Assignment
Every entry below is to be copied exactly as written.

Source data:
.....

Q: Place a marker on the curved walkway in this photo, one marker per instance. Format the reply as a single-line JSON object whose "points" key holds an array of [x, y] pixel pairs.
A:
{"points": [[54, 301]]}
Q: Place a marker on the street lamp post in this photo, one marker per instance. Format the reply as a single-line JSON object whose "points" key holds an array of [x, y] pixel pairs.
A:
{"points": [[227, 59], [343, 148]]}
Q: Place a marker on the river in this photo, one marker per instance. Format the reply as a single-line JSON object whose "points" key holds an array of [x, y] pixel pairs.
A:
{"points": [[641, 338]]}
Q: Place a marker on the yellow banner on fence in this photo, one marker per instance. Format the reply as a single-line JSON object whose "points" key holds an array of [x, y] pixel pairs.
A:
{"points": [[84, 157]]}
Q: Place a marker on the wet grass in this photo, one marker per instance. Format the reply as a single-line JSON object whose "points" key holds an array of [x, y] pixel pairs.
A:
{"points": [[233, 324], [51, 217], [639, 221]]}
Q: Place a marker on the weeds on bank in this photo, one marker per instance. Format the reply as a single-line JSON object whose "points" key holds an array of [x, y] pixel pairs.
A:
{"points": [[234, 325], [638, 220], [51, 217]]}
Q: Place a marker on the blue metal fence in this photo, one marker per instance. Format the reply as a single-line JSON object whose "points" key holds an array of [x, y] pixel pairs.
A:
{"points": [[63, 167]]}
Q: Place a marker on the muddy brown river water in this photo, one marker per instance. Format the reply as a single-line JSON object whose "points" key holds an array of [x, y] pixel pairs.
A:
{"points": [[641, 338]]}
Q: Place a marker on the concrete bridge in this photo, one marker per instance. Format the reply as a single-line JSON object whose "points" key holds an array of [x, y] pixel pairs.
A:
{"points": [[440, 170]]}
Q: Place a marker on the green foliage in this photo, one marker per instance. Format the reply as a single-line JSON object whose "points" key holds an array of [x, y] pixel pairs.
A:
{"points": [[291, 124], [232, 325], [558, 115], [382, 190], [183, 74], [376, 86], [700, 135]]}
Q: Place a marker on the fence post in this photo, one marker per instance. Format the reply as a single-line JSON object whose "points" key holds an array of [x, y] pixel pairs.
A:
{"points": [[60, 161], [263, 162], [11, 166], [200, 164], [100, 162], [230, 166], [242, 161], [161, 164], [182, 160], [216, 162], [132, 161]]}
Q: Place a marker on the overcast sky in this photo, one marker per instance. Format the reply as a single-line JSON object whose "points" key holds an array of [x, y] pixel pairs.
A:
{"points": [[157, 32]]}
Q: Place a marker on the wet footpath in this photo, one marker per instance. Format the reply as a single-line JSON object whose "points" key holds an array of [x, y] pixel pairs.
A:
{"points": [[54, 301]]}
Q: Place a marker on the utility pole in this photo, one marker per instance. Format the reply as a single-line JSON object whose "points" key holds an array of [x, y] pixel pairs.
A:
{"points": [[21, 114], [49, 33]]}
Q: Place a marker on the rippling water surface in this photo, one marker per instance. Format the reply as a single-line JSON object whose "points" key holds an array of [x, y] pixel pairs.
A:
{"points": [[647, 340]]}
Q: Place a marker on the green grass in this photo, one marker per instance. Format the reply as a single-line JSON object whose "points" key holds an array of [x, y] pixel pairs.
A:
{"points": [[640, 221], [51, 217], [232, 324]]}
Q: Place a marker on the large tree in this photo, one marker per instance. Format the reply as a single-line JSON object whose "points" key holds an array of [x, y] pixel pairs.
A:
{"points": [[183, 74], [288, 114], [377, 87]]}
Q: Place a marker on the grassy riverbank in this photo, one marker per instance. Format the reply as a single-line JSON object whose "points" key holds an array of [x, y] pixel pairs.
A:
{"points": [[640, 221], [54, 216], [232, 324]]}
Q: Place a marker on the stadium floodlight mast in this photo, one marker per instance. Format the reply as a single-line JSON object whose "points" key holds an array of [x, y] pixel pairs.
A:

.....

Solution to this task
Q: Place a marker on the curved walkway in this photo, one marker per instance. Format the reply as a single-line JSON object whose "points" key holds an array of [x, y] pixel pairs.
A:
{"points": [[54, 301]]}
Q: Place a marker on the street lamp post in this photo, one marker per instance. Format the reply as a single-line JSON object whose "points" key holds an array of [x, y] pixel pairs.
A:
{"points": [[227, 59], [343, 148]]}
Q: Place a marker on the river in this photo, one marker per instance. Format the reply as a single-line JSON object whose "points" key holds an array of [x, y] pixel pairs.
A:
{"points": [[641, 338]]}
Q: Place a marker on the yellow banner on fence in this photo, one marker per instance. Format the reply as a single-line JSON object whose "points" key holds an array of [x, y] pixel pairs.
A:
{"points": [[84, 157]]}
Q: Place a marker on the wet grass in this photo, one marker per instance. Format the reply as a single-line JSON object whose "points" key holds an array of [x, y] pixel pairs.
A:
{"points": [[233, 324], [51, 217], [639, 221]]}
Q: Place a marker on the weeds on bank in this photo, one marker per instance. Format the reply as a single-line JSON object whose "points" key holds an array of [x, y] pixel pairs.
A:
{"points": [[234, 325], [638, 220], [51, 217]]}
Q: Place a marker on the blue metal fence in this photo, one marker per instance. Format the reply as a single-line JSON object whose "points" key holds an array of [x, y] pixel pairs.
A:
{"points": [[63, 167]]}
Q: Place a marker on the muddy brown river water in this photo, one marker per instance. Format the reply as a single-line JSON object whose "points" key holds an array of [x, y] pixel pairs.
A:
{"points": [[641, 338]]}
Q: Place a marker on the concrete bridge in this photo, one marker per instance. Format the reply as a single-line JSON object whose "points" key holds an array of [x, y] pixel pairs.
A:
{"points": [[440, 170]]}
Q: Place a marker on the green foliage in this photo, one marker per instance. Format the reply as a single-line JSON object whose "points" key holds an array of [x, y] pixel pairs.
A:
{"points": [[291, 124], [232, 325], [558, 115], [382, 190], [183, 74], [376, 86], [700, 135]]}
Q: Place a marker on the fence post in this photo, one marker per instance. Format the reply as a single-line JSON object whose "points" key holds an array of [x, y] pixel pairs.
A:
{"points": [[60, 161], [263, 162], [11, 166], [200, 164], [100, 162], [230, 166], [242, 161], [161, 164], [182, 160], [216, 162], [132, 161]]}
Q: Place a marker on the overcast sky in this photo, one marker per instance. Format the reply as a single-line JSON object whose "points" key holds an array of [x, y] pixel pairs.
A:
{"points": [[157, 32]]}
Q: Place a marker on the wet footpath in this photo, one marker per instance. Format the reply as a single-line JSON object whose "points" key holds an array of [x, y] pixel pairs.
A:
{"points": [[54, 301]]}
Q: Place a marker on the utility pole in this photo, one marker per instance. Format the reply as a single-line JSON object whose "points" key holds an array of [x, y] pixel pairs.
A:
{"points": [[21, 114], [49, 33]]}
Q: Place a marker on the rippling water surface in this photo, one marker per instance. Format the reply as a single-line JSON object whose "points" key holds an array of [x, y] pixel pairs.
A:
{"points": [[647, 340]]}
Q: Place a marker on the green grass in this photo, one marker per instance. Format the reply as a single-line JSON object whose "points" key holds an array of [x, y] pixel pairs.
A:
{"points": [[640, 221], [51, 217], [232, 324]]}
Q: Place a marker on the large tree in this photo, one marker per instance. Format the reply as a single-line JSON object whose "points" key holds an array of [x, y] pixel pairs.
A:
{"points": [[183, 74], [288, 114], [377, 87]]}
Q: Place a marker on the grassy riverbank in this photo, one marker per instance. Format the reply as a single-line JSON object whose "points" key holds an array of [x, y] pixel pairs.
A:
{"points": [[640, 221], [54, 216], [232, 324]]}
Q: Place a marker on the stadium floodlight mast in this photo, one marker per instance. Format the reply as a single-line JSON object whose "points" key holds an array of [x, y] pixel pairs.
A:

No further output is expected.